> _TASK PROMPT_
Would you print the whole listing again, exactly?
DATASET EXTRACT Start Marker
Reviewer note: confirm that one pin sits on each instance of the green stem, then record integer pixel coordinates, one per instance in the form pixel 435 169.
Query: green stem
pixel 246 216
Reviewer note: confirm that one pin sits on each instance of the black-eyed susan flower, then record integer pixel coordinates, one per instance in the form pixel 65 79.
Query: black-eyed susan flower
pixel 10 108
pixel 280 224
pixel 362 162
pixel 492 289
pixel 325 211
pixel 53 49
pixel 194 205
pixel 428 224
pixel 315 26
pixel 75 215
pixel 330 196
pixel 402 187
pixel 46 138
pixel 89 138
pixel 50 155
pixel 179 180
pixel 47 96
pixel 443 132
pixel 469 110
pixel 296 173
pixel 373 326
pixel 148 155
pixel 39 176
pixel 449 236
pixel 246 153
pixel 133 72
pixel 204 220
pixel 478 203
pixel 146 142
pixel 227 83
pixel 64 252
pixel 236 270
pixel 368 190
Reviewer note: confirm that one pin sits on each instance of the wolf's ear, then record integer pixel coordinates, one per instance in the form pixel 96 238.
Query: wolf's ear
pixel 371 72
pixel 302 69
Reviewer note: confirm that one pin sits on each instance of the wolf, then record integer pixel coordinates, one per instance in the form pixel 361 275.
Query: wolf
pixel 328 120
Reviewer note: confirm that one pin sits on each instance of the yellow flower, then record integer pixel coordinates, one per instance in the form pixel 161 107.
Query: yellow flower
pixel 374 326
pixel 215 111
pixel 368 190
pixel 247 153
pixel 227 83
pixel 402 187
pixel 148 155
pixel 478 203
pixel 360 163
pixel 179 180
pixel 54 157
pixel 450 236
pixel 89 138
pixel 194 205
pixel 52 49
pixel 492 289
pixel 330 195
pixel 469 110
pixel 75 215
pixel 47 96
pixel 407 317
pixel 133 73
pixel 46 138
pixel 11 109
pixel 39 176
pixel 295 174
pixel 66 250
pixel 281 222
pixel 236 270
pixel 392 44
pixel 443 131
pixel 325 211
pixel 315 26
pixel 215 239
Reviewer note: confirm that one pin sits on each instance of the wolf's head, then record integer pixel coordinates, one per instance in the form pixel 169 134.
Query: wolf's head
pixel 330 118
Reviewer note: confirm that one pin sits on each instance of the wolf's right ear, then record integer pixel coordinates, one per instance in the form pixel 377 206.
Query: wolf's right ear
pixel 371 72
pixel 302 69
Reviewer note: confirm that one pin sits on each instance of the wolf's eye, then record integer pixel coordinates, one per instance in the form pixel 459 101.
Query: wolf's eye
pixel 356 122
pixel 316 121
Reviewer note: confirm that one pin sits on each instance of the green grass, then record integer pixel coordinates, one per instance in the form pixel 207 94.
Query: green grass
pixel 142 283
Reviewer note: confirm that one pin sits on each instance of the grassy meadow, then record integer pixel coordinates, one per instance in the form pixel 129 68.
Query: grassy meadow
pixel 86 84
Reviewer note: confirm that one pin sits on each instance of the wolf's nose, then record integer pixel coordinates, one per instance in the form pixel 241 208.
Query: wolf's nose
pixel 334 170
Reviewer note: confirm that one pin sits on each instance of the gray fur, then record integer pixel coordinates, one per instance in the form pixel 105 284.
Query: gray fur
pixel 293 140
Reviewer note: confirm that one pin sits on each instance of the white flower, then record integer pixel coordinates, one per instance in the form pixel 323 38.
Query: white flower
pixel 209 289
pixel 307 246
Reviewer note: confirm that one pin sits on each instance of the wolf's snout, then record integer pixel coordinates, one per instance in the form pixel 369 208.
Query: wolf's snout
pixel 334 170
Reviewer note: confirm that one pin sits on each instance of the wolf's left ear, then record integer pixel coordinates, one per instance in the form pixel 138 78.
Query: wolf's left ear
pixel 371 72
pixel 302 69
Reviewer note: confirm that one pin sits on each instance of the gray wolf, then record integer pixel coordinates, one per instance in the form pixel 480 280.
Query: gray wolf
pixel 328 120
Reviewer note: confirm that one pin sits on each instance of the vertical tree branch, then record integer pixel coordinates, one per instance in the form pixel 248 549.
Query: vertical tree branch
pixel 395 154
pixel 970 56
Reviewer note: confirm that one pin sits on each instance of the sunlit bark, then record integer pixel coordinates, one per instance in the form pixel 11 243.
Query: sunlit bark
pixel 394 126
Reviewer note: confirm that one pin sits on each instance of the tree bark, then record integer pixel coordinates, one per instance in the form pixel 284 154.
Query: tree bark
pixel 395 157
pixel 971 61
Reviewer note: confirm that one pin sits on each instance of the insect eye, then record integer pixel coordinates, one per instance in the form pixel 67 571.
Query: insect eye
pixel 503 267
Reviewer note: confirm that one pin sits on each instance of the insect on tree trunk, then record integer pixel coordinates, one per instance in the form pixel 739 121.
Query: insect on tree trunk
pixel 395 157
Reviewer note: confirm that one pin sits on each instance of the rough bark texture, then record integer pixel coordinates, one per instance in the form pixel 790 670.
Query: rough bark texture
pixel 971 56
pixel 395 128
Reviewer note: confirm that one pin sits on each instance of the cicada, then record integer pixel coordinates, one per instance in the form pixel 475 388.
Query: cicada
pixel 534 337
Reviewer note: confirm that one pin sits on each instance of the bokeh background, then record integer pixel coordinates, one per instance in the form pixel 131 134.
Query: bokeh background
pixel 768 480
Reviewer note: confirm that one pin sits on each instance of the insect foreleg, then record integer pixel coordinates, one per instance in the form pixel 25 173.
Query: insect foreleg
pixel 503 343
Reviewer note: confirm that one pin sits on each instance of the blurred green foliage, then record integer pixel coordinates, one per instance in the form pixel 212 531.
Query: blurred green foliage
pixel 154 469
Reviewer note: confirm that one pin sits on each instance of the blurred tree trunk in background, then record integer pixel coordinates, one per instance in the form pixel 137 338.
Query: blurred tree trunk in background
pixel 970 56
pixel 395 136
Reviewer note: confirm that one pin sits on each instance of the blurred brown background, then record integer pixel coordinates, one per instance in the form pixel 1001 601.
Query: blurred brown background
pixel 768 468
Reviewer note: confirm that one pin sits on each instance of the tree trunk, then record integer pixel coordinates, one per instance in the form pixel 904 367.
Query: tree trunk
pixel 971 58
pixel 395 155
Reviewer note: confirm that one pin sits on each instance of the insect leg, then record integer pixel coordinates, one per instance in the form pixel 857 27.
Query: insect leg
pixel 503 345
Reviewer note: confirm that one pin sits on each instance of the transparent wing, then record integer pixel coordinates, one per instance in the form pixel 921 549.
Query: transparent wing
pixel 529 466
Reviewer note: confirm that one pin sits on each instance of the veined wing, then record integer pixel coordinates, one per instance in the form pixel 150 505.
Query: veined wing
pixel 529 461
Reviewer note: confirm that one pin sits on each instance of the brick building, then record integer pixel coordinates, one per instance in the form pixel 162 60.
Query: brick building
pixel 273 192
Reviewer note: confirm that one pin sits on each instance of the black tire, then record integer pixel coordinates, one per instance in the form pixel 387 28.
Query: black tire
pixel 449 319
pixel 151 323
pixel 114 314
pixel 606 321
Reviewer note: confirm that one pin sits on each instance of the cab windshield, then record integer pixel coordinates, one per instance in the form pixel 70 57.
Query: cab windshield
DATASET EXTRACT End Marker
> _COMPLETED EXERCISE_
Reviewer note: confirm that one pin sits on each instance of the green stem, then record integer pixel coordinates, one per instance in the form pixel 435 169.
Query: green stem
pixel 246 216
Reviewer note: confirm that one pin sits on each instance of the black-eyed susan flower, then record integer pixel coordinates, one per instance in the form pixel 65 79.
Query: black-eyed susan flower
pixel 10 108
pixel 280 224
pixel 362 162
pixel 492 289
pixel 325 211
pixel 53 49
pixel 194 205
pixel 428 224
pixel 315 26
pixel 75 215
pixel 330 196
pixel 402 187
pixel 46 138
pixel 89 138
pixel 50 155
pixel 179 180
pixel 47 96
pixel 443 132
pixel 469 110
pixel 296 173
pixel 373 326
pixel 148 155
pixel 39 176
pixel 449 236
pixel 246 153
pixel 133 72
pixel 204 220
pixel 478 203
pixel 146 142
pixel 227 83
pixel 64 252
pixel 236 270
pixel 368 190
Reviewer note: confirm that one pin sits on each instance of the wolf's ear, then record integer pixel coordinates, one per instance in the form pixel 96 238.
Query: wolf's ear
pixel 371 72
pixel 302 69
Reviewer note: confirm that one pin sits on each instance of the wolf, then record integer pixel coordinates, one per instance in the form pixel 361 275.
Query: wolf
pixel 328 120
Reviewer note: confirm that one pin sits on each instance of the yellow flower, then record integer pixel coordinates, one per instance in the form pixel 161 107.
Query: yellow flower
pixel 374 326
pixel 215 111
pixel 368 190
pixel 247 153
pixel 227 83
pixel 402 187
pixel 148 155
pixel 478 203
pixel 360 163
pixel 179 180
pixel 54 157
pixel 450 236
pixel 89 138
pixel 194 205
pixel 52 49
pixel 492 289
pixel 330 195
pixel 469 110
pixel 75 215
pixel 47 96
pixel 407 317
pixel 133 73
pixel 46 138
pixel 11 109
pixel 39 176
pixel 295 174
pixel 66 250
pixel 281 222
pixel 236 270
pixel 392 44
pixel 443 131
pixel 325 211
pixel 315 26
pixel 215 239
Reviewer note: confirm that one pin sits on each instance of the wolf's head, then record integer pixel coordinates, one per instance in the form pixel 169 134.
Query: wolf's head
pixel 330 118
Reviewer note: confirm that one pin sits on each instance of the wolf's right ear, then record integer pixel coordinates, one per instance in the form pixel 377 206.
Query: wolf's right ear
pixel 371 72
pixel 302 69
Reviewer note: confirm that one pin sits on each instance of the wolf's eye, then record integer pixel coordinates, one per instance in the form pixel 459 101.
Query: wolf's eye
pixel 356 122
pixel 316 121
Reviewer note: confirm that one pin sits on each instance of the green grass, then record integer pixel coordinates, one per instance in the form pixel 207 94.
Query: green grass
pixel 142 283
Reviewer note: confirm that one pin sits on each instance of the grassy meadow, then record integer pixel coordinates, one per instance in the form pixel 129 68.
Query: grassy meadow
pixel 86 84
Reviewer note: confirm that one pin sits on each instance of the wolf's nose, then record integer pixel coordinates, one per instance in the form pixel 241 208.
Query: wolf's nose
pixel 334 170
Reviewer note: confirm that one pin sits on each instance of the gray fur, then record integer pixel coordinates, one per instance in the form pixel 105 284.
Query: gray fur
pixel 293 140
Reviewer note: confirm that one pin sits on each instance of the white flower, then record integer pixel coordinates, one per instance in the form pixel 323 38.
Query: white flower
pixel 209 289
pixel 307 246
Reviewer note: confirm that one pin sits on each instance of the wolf's snout, then record integer pixel coordinates, one per instance in the form pixel 369 208.
Query: wolf's snout
pixel 334 170
Reviewer note: confirm that one pin sits on each instance of the wolf's left ear, then record integer pixel coordinates, one per instance in the form pixel 138 78.
Query: wolf's left ear
pixel 371 72
pixel 302 69
Reviewer note: confirm that one pin sits on each instance of the gray wolf, then record integer pixel coordinates, one per instance in the form pixel 480 280.
Query: gray wolf
pixel 328 120
Reviewer note: confirm that one pin sits on each instance of the vertical tree branch, then record integer pixel coordinates, one per instance in the form pixel 248 549.
Query: vertical tree branch
pixel 395 154
pixel 970 56
Reviewer note: confirm that one pin sits on each instance of the sunlit bark, then record integer pixel coordinates, one per instance in the form pixel 11 243.
Query: sunlit bark
pixel 394 126
Reviewer note: confirm that one pin sits on each instance of the tree bark, then record integer pixel coordinates, one per instance in the form pixel 284 154.
Query: tree bark
pixel 395 157
pixel 971 61
Reviewer note: confirm that one pin sits on each instance of the insect eye, then record integer pixel coordinates, one per instance in the form pixel 67 571.
Query: insect eye
pixel 503 267
Reviewer note: confirm that one pin sits on each instance of the insect on tree trunk, then record integer pixel coordinates, one per instance in the form pixel 739 121.
Query: insect on tree trunk
pixel 395 157
Reviewer note: confirm that one pin sits on each instance of the rough bark texture, then record integer pixel coordinates, one per instance in the form pixel 790 670.
Query: rough bark texture
pixel 971 56
pixel 395 128
Reviewer note: confirm that one pin sits on each instance of the cicada, then record integer pixel coordinates, one per instance in the form pixel 475 388.
Query: cicada
pixel 534 337
Reviewer note: confirm that one pin sits on each instance of the bokeh background, then record integer pixel coordinates, one per instance in the form pixel 131 134.
Query: bokeh background
pixel 768 480
Reviewer note: confirm that one pin sits on each instance of the insect foreleg, then record integer pixel coordinates, one per instance in the form pixel 25 173.
Query: insect foreleg
pixel 503 343
Reviewer note: confirm that one pin sits on each instance of the blurred green foliage, then record integer pixel coordinates, one per instance in the form pixel 212 531.
Query: blurred green foliage
pixel 154 469
Reviewer note: confirm that one pin sits on each instance of the blurred tree trunk in background, then record integer pixel coordinates, one per instance in the form pixel 137 338.
Query: blurred tree trunk in background
pixel 970 56
pixel 395 136
Reviewer note: confirm that one pin sits on each instance of the blurred brown background, then record integer pixel coordinates, one per instance in the form pixel 1001 601.
Query: blurred brown background
pixel 768 468
Reviewer note: confirm that one pin sits on each instance of the tree trunk, then record integer pixel coordinates, one per instance in the form pixel 904 367.
Query: tree trunk
pixel 971 58
pixel 395 155
Reviewer note: confirm that one pin sits on each instance of the insect leg, then record integer pixel coordinates, one per instance in the form pixel 857 27.
Query: insect leg
pixel 503 345
Reviewer note: confirm that one pin sits on each instance of the transparent wing, then record integer pixel coordinates, one per instance in the form pixel 921 549.
Query: transparent wing
pixel 529 466
Reviewer note: confirm that one pin sits on each instance of the veined wing, then record integer pixel coordinates, one per instance in the form pixel 150 505.
Query: veined wing
pixel 529 461
Reviewer note: confirm that one pin sits on each instance of the brick building, then record integer pixel coordinates, one per instance in the form pixel 162 60.
Query: brick building
pixel 273 192
Reviewer note: confirm that one pin sits on each instance of the black tire, then record integer pixel coordinates, one per instance in the form pixel 387 28.
Query: black tire
pixel 449 319
pixel 151 323
pixel 114 314
pixel 606 321
Reviewer note: confirm that one pin sits on each instance of the cab windshield, then record integer pixel coordinates, one per instance in the form pixel 70 57.
Query: cab windshield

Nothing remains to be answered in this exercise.